═══ Records shown ═══
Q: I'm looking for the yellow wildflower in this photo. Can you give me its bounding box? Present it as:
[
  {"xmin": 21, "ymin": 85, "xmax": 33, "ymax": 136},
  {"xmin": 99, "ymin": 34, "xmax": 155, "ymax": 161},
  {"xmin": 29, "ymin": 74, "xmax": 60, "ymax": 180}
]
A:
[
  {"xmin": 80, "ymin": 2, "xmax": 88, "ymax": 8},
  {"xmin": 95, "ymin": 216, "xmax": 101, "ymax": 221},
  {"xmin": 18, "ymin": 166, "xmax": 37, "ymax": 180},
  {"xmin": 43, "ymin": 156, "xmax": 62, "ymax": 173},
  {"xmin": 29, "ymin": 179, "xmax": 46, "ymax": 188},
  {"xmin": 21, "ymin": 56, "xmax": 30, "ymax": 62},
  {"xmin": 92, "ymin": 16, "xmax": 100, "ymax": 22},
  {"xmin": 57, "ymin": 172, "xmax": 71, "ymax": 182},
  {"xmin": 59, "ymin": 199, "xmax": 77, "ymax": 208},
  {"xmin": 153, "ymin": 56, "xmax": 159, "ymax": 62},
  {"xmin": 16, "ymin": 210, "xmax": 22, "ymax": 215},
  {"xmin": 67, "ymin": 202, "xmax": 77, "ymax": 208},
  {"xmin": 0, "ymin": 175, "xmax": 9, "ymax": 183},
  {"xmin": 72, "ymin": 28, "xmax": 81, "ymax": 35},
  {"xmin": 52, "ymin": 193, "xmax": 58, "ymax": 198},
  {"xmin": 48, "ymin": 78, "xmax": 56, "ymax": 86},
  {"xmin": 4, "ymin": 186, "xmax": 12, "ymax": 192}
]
═══
Problem to work on: Write out the lines above without any changes.

Worked solution:
Q: I'm looking for the yellow wildflower in this photo. Can you give me its bounding box? Present it as:
[
  {"xmin": 21, "ymin": 85, "xmax": 33, "ymax": 136},
  {"xmin": 99, "ymin": 34, "xmax": 155, "ymax": 161},
  {"xmin": 29, "ymin": 74, "xmax": 60, "ymax": 180}
]
A:
[
  {"xmin": 80, "ymin": 2, "xmax": 88, "ymax": 8},
  {"xmin": 95, "ymin": 216, "xmax": 101, "ymax": 221},
  {"xmin": 18, "ymin": 166, "xmax": 37, "ymax": 180},
  {"xmin": 43, "ymin": 156, "xmax": 62, "ymax": 173},
  {"xmin": 29, "ymin": 179, "xmax": 46, "ymax": 188},
  {"xmin": 21, "ymin": 56, "xmax": 30, "ymax": 62},
  {"xmin": 92, "ymin": 16, "xmax": 100, "ymax": 22},
  {"xmin": 57, "ymin": 172, "xmax": 71, "ymax": 182},
  {"xmin": 59, "ymin": 199, "xmax": 77, "ymax": 208},
  {"xmin": 153, "ymin": 56, "xmax": 159, "ymax": 62},
  {"xmin": 16, "ymin": 210, "xmax": 22, "ymax": 215},
  {"xmin": 67, "ymin": 202, "xmax": 77, "ymax": 208},
  {"xmin": 0, "ymin": 175, "xmax": 9, "ymax": 183},
  {"xmin": 72, "ymin": 28, "xmax": 81, "ymax": 35},
  {"xmin": 52, "ymin": 193, "xmax": 58, "ymax": 198},
  {"xmin": 48, "ymin": 78, "xmax": 56, "ymax": 86},
  {"xmin": 4, "ymin": 186, "xmax": 12, "ymax": 192}
]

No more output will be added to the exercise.